**Tasks to complete**
1) According to the article on the Taliban's wooden bombs, how many of the 108 British fatalities last year were caused by IEDs?
2) Reproduce word for word the portion of the article on the Taliban's wooden bombs between "The Taliban's IEDs" and "said last week.", inclusive.

**Passage for review**
Content starts

They've learnt well from the LTTE!

http://www.independent.co.uk/news/world ... 63353.html
Taliban make 'undetectable' bombs out of wood

By Andrew Johnson
Sunday, 10 January 2010

The Taliban's IEDs killed 48 British troops last year
Taliban fighters have developed a deadly new generation of their most lethal weapon, the improvised explosive device, or IED, which is almost undetectable because it has no metal or electronic parts, military experts said last week.

IEDs have proved the Taliban's most deadly weapon: three out of five coalition troops killed last year in Afghanistan were victims of the bombs. At least 48 of the 108 British fatalities were caused by IEDs.

Chris Hunter, a former bomb disposal expert who served in Iraq and now runs his own consultancy said the new weapons were being manufactured from wood in Pakistan.

Related articles
Sunday Mirror journalist killed in Afghan blast
One in five troops unfit to fight on the front line

"The expertise for this new generation of bombs is likely to be coming from foreign fighters from places such as Chechnya," he said. "But they are being mass produced in Pakistan and are being wheeled out on an industrial level. You see them everywhere."

Earlier in the war, IEDs would be mostly triggered by two hack-saw blades separated using a spacer. When the blades were stepped on or driven over they would complete an electronic circuit which so detonated the explosive – often an artillery shell.

Content ends

**Excerpted records**
Content starts

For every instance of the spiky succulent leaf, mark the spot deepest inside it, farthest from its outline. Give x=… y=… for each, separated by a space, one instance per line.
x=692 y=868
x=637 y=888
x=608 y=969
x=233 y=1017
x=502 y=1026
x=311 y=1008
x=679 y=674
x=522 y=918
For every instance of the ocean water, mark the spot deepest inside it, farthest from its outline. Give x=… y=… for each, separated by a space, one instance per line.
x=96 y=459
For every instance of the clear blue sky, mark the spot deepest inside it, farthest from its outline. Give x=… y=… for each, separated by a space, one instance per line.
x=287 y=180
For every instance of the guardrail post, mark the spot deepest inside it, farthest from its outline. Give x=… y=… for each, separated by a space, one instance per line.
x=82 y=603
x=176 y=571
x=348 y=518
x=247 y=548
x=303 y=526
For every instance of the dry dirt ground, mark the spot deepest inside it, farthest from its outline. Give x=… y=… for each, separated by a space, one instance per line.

Content ends
Content starts

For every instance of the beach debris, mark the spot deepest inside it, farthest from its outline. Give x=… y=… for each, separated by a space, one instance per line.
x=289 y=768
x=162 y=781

Content ends

**Exercise responses**
1) At least 48

2)
The Taliban's IEDs killed 48 British troops last year
Taliban fighters have developed a deadly new generation of their most lethal weapon, the improvised explosive device, or IED, which is almost undetectable because it has no metal or electronic parts, military experts said last week.